▸ **Objective**
Reproduce the rows below from the line with "of the white" up to and including the line with "x=32, y=118", keeping the requests unchanged. Scale every x and y coordinate in the answers by 1.25 and round each result to a whole number, with halves rounded up.

▸ **Dataset extract**
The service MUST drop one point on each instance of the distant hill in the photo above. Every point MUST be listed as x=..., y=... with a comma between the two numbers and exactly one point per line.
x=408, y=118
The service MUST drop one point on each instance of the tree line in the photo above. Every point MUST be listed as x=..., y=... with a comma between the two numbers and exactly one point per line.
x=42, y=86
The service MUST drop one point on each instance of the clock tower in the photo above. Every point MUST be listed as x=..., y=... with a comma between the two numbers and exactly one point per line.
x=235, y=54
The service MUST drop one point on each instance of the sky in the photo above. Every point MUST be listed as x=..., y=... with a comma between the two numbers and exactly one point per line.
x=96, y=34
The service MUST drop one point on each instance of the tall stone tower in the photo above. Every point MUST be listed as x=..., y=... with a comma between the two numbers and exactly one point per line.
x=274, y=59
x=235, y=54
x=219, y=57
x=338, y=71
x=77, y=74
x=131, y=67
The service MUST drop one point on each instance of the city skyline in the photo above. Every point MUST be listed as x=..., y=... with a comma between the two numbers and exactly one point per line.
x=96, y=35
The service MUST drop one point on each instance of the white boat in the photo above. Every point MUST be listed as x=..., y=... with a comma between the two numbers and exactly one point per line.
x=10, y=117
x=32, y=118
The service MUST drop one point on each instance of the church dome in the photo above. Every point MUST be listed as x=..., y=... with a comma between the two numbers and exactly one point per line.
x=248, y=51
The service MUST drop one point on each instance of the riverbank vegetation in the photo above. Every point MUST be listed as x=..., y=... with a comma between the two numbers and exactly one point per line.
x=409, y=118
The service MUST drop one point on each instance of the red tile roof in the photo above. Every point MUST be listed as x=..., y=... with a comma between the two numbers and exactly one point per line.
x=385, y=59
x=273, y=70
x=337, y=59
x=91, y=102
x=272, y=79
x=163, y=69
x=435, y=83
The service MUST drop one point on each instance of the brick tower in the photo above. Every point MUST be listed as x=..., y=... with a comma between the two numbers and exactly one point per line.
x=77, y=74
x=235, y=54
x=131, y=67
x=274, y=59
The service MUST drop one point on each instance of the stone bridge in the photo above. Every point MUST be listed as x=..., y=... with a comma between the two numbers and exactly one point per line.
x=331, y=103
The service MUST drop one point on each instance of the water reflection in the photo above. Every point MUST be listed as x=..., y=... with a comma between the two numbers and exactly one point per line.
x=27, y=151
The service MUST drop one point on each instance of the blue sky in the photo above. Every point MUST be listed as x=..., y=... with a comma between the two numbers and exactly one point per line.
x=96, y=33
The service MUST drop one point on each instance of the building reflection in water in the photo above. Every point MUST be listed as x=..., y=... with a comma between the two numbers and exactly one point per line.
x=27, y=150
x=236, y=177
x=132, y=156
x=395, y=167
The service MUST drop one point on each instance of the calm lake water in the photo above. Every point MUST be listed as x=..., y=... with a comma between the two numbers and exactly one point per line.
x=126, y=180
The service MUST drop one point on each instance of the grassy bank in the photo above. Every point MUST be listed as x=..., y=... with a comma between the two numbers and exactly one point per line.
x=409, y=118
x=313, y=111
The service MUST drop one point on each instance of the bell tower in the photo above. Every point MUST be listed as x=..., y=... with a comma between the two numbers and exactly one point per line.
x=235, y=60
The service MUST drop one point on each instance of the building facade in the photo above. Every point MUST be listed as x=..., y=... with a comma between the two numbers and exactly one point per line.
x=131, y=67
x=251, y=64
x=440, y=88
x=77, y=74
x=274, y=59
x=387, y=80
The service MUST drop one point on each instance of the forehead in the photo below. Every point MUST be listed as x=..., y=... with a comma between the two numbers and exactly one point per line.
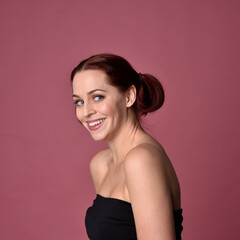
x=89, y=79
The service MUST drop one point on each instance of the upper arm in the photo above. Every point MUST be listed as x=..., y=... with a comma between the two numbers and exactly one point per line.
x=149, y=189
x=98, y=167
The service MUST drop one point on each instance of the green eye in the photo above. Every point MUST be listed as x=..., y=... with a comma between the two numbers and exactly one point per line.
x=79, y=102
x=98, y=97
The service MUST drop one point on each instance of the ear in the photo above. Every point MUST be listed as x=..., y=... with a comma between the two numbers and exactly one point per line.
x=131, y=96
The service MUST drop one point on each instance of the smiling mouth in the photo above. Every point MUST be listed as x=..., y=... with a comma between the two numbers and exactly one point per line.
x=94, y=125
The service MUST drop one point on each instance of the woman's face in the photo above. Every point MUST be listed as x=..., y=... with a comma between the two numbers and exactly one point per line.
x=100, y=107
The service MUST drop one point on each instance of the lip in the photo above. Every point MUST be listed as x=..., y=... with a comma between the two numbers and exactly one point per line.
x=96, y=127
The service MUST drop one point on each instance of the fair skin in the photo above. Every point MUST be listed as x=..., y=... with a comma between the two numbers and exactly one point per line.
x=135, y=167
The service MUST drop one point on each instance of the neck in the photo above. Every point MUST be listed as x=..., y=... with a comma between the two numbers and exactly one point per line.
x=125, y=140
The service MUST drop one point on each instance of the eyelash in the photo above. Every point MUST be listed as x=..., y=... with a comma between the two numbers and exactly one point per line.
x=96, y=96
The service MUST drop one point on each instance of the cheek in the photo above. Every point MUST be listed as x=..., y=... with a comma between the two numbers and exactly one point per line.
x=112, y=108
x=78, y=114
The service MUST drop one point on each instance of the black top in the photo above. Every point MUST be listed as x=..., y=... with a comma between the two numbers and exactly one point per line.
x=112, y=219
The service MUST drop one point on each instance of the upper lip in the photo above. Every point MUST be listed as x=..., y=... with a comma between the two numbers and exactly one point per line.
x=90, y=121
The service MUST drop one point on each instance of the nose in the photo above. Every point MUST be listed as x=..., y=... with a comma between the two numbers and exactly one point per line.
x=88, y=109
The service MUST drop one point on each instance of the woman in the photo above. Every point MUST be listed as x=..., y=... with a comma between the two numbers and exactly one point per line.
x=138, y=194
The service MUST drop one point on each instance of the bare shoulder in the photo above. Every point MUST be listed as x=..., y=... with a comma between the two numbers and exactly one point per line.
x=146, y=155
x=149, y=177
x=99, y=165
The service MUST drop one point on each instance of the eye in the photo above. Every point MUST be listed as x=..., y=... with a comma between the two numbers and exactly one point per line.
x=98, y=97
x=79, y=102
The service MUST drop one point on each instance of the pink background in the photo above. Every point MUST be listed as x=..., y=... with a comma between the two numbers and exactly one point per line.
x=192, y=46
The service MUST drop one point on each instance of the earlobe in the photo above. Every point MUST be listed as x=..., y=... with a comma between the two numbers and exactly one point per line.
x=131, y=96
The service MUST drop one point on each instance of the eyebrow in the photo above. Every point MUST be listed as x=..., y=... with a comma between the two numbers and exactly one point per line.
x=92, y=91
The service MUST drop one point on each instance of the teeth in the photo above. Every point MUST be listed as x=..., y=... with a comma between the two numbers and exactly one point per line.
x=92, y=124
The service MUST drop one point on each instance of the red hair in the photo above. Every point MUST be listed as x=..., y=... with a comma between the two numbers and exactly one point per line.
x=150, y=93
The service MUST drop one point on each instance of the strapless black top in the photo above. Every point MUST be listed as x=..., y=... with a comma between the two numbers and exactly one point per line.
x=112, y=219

▸ **Solution**
The service MUST drop one point on each instance of the white boat in the photo above. Every point MUST be listed as x=..., y=... with a comma between the two numbers and exactly one point per line.
x=13, y=146
x=40, y=148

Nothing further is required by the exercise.